--- Start of Data supplied ---
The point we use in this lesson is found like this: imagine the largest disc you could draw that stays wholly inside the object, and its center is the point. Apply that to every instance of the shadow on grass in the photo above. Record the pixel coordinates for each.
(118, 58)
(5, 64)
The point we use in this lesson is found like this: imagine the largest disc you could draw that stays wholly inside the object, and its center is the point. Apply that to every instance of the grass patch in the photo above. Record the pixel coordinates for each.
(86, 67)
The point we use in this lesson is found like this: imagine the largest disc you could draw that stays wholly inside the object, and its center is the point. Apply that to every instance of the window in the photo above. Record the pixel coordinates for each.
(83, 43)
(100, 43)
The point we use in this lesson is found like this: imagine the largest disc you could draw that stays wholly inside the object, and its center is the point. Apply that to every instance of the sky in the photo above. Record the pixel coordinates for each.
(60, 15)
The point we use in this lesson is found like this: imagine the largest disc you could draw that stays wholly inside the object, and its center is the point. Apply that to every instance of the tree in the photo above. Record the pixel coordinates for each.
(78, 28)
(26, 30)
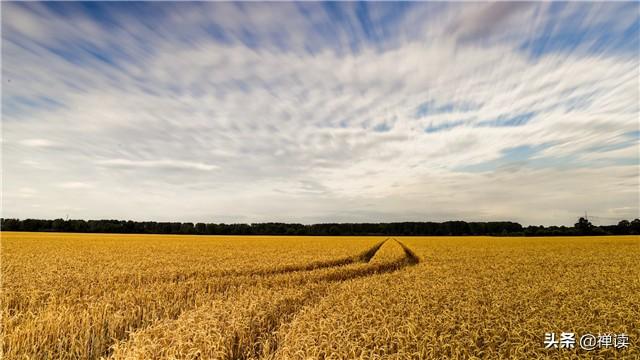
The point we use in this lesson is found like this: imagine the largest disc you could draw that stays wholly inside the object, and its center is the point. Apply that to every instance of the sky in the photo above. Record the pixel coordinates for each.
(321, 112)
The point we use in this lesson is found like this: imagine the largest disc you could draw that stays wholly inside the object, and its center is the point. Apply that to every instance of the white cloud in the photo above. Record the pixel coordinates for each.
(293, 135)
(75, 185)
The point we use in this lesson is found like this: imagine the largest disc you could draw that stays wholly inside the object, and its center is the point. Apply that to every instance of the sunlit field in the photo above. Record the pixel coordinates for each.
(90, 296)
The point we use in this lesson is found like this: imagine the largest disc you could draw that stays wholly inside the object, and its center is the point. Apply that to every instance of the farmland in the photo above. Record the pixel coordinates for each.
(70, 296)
--- End of Data supplied ---
--- Start of Data supplied ---
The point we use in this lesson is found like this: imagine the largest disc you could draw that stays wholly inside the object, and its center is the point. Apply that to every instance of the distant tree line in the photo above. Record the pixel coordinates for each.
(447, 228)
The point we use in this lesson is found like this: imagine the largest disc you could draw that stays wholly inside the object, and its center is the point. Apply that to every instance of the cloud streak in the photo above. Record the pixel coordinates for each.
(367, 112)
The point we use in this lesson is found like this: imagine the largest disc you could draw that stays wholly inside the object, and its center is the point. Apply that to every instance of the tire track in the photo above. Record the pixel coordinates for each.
--- End of Data supplied ---
Goal of the exercise
Gather each line in the items above that contains the word "tree", and copy those lines in full.

Solution to the exercise
The point we use in this lesson is found like this: imagine the largest disc you could draw that stays wholly inside the object, and its center is the point. Apply that to every instance of the tree in the photo above. Record the pixel coordinates for each.
The point we use in this lesson is found like this: imagine the largest disc you could draw that stays wholly inside the object, and its center is the point. Apply that to every instance of the distant tree line in the photo above. Record the pixel coordinates for each.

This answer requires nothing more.